Exercise requirements :: Nothing but a number is expected: the count of lines in the data below that include "white".

Source material ::

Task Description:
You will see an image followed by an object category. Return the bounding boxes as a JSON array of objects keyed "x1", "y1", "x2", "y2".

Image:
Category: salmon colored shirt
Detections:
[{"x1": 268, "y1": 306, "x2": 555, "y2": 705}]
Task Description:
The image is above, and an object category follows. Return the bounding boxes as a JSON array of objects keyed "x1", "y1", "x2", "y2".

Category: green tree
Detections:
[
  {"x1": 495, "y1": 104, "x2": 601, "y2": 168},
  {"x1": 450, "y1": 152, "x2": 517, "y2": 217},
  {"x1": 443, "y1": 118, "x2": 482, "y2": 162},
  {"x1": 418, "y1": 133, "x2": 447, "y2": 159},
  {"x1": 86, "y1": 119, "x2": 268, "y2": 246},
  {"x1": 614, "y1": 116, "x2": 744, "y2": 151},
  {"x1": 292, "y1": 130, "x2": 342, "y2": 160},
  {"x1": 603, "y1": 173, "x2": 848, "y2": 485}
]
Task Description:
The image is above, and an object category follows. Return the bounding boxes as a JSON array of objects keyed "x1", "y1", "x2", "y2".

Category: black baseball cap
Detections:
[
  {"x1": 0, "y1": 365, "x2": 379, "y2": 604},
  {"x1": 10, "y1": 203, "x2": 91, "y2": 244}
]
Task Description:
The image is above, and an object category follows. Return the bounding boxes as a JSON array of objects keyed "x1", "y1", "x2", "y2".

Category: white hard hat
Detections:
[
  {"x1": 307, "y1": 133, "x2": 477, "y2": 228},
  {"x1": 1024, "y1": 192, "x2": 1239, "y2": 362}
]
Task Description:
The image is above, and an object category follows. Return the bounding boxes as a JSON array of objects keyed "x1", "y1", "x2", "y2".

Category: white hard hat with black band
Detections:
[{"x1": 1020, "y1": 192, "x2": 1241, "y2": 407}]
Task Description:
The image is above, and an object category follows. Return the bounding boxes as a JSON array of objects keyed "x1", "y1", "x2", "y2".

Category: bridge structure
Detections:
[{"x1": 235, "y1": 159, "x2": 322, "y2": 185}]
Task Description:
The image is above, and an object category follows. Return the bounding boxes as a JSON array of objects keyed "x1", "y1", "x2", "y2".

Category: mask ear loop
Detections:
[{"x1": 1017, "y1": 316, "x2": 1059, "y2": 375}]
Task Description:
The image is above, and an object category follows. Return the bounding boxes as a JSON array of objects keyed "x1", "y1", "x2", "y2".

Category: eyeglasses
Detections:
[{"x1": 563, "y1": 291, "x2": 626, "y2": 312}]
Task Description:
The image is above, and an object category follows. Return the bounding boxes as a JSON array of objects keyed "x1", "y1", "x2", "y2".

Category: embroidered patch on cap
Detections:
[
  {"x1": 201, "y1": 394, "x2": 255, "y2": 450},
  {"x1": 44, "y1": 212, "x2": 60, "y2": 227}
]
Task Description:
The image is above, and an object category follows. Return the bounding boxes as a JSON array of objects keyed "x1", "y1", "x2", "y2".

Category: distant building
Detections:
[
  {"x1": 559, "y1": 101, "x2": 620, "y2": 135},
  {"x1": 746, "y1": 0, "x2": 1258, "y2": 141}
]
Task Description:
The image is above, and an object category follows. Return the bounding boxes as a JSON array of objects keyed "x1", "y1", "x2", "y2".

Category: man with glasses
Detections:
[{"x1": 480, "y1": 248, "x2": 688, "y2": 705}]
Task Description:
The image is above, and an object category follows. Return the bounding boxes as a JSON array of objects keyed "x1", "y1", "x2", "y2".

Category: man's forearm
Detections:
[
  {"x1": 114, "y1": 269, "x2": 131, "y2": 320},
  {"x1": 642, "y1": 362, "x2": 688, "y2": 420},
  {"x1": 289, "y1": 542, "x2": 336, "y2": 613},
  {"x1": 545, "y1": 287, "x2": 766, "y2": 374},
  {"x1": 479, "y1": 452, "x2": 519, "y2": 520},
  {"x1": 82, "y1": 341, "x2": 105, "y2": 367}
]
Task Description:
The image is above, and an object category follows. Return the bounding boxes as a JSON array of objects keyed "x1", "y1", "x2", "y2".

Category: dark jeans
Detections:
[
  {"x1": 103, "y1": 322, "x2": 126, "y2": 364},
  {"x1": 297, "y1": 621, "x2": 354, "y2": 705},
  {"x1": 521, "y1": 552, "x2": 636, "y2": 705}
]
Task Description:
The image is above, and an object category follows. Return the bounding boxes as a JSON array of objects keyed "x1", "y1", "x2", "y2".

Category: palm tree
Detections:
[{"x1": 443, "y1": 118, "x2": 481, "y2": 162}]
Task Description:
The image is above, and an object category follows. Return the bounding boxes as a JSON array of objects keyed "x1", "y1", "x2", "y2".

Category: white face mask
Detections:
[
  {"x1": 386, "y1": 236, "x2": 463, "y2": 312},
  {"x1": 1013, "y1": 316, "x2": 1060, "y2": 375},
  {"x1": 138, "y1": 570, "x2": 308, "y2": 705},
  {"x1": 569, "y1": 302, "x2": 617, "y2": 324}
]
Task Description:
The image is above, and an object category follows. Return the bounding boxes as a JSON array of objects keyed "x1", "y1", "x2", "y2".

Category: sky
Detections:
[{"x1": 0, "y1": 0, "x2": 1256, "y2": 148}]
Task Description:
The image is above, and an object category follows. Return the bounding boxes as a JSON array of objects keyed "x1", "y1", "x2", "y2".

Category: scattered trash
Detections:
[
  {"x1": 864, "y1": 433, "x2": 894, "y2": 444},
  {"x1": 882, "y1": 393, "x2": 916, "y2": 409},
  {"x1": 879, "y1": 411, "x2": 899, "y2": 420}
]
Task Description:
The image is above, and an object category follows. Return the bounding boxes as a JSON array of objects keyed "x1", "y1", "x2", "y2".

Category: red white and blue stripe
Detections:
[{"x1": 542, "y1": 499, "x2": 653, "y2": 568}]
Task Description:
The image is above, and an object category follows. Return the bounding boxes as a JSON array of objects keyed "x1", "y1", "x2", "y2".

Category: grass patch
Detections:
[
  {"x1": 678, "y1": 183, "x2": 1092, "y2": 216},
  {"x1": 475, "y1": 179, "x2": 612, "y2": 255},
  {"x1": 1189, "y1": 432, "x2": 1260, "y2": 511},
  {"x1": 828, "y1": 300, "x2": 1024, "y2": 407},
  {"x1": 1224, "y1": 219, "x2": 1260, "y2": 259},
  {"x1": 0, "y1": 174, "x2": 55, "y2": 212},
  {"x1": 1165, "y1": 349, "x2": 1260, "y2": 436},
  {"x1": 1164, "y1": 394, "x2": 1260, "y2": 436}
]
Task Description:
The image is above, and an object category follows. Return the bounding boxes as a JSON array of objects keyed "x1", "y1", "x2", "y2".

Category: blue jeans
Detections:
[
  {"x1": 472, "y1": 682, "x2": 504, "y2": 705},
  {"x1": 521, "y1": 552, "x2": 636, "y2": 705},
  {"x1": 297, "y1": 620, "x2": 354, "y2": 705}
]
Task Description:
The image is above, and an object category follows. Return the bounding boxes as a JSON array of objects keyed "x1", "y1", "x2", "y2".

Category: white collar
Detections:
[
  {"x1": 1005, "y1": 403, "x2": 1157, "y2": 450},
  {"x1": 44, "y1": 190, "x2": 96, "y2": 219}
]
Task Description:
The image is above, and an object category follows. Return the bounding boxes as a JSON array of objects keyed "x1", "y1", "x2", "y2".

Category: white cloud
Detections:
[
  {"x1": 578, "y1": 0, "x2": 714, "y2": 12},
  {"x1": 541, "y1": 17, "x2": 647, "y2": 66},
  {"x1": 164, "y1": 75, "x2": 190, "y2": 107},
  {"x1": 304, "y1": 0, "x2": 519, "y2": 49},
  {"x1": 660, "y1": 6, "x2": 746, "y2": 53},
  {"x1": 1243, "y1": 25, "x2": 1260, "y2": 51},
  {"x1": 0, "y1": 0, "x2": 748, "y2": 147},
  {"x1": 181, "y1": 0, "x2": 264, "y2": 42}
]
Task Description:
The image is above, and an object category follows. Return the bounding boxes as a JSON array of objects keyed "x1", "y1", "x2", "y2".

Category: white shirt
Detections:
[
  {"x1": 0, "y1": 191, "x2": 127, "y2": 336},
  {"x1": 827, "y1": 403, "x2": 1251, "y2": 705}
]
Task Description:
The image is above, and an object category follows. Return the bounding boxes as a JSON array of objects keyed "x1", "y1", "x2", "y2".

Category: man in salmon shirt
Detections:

Your response :: 7